━━━━━ 文本段落 ━━━━━
Student-t 过程#

PyMC 也包括 T 过程先验。它们是将高斯过程先验推广到多元 Student’s T 分布。用法与 gp.Latent 相同,除了在模型中指定时,它们需要自由度参数。有关更多信息,请参阅 Rasmussen+Williams 的第 9 章和 Shah et al.

请注意,T 过程的加法性与 GP 不同,因此不支持添加 TP 对象。

TP 先验的样本#

以下代码从自由度为 3 的 T 过程先验和高斯过程(两者都具有相同的协方差矩阵)中抽取样本。

import arviz as az
import matplotlib.pyplot as plt
import numpy as np
import pymc as pm
import pytensor.tensor as pt

from pymc.gp.util import plot_gp_dist

%matplotlib inline
# set the seed
np.random.seed(1)

n = 100  # The number of data points
X = np.linspace(0, 10, n)[:, None]  # The inputs to the GP, they must be arranged as a column vector

# Define the true covariance function and its parameters
ell_true = 1.0
eta_true = 3.0
cov_func = eta_true**2 * pm.gp.cov.Matern52(1, ell_true)

# A mean function that is zero everywhere
mean_func = pm.gp.mean.Zero()

# The latent function values are one sample from a multivariate normal
# Note that we have to call `eval()` because PyMC3 built on top of Theano
tp_samples = pm.draw(pm.MvStudentT.dist(mu=mean_func(X).eval(), scale=cov_func(X).eval(), nu=3), 8)

## Plot samples from TP prior
fig = plt.figure(figsize=(12, 5))
ax0 = fig.gca()
ax0.plot(X.flatten(), tp_samples.T, lw=3, alpha=0.6)
ax0.set_xlabel("X")
ax0.set_ylabel("y")
ax0.set_title("Samples from TP with DoF=3")


gp_samples = pm.draw(pm.MvNormal.dist(mu=mean_func(X).eval(), cov=cov_func(X).eval()), 8)
fig = plt.figure(figsize=(12, 5))
━━━━━ 提取信息 ━━━━━
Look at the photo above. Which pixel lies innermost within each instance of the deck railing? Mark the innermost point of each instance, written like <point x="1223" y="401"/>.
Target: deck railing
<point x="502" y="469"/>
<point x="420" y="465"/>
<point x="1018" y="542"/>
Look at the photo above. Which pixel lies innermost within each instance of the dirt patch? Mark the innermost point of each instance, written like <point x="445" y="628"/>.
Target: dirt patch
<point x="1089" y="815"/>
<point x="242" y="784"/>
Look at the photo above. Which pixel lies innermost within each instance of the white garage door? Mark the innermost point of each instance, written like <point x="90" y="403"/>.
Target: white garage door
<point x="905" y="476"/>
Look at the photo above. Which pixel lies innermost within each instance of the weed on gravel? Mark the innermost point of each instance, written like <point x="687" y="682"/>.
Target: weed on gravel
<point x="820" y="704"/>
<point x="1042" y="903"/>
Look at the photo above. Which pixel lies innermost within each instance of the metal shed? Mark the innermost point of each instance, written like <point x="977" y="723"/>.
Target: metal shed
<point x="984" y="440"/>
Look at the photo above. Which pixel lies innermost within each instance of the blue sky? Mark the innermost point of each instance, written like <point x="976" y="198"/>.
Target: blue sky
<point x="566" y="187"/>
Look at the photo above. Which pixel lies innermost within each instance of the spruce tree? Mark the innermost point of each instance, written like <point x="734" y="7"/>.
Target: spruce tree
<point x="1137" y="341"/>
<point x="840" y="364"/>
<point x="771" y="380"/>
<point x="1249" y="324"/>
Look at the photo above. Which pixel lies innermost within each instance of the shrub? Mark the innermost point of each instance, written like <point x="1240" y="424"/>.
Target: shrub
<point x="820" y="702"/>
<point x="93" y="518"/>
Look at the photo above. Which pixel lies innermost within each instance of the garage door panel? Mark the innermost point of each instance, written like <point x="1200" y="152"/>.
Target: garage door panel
━━━━━
请将关于 Student-t 过程的文本中以“PyMC 也包括 T 过程先验”开头的段落改写为简洁的要点列表，并保留其主要事实。

## [预期答案]
- PyMC 提供 T 过程先验，它将高斯过程先验推广到多元 Student's T 分布。
- 其用法与 gp.Latent 相同，但在模型中指定时需要提供自由度参数。
- 更多信息可参阅 Rasmussen+Williams 的第 9 章以及 Shah et al.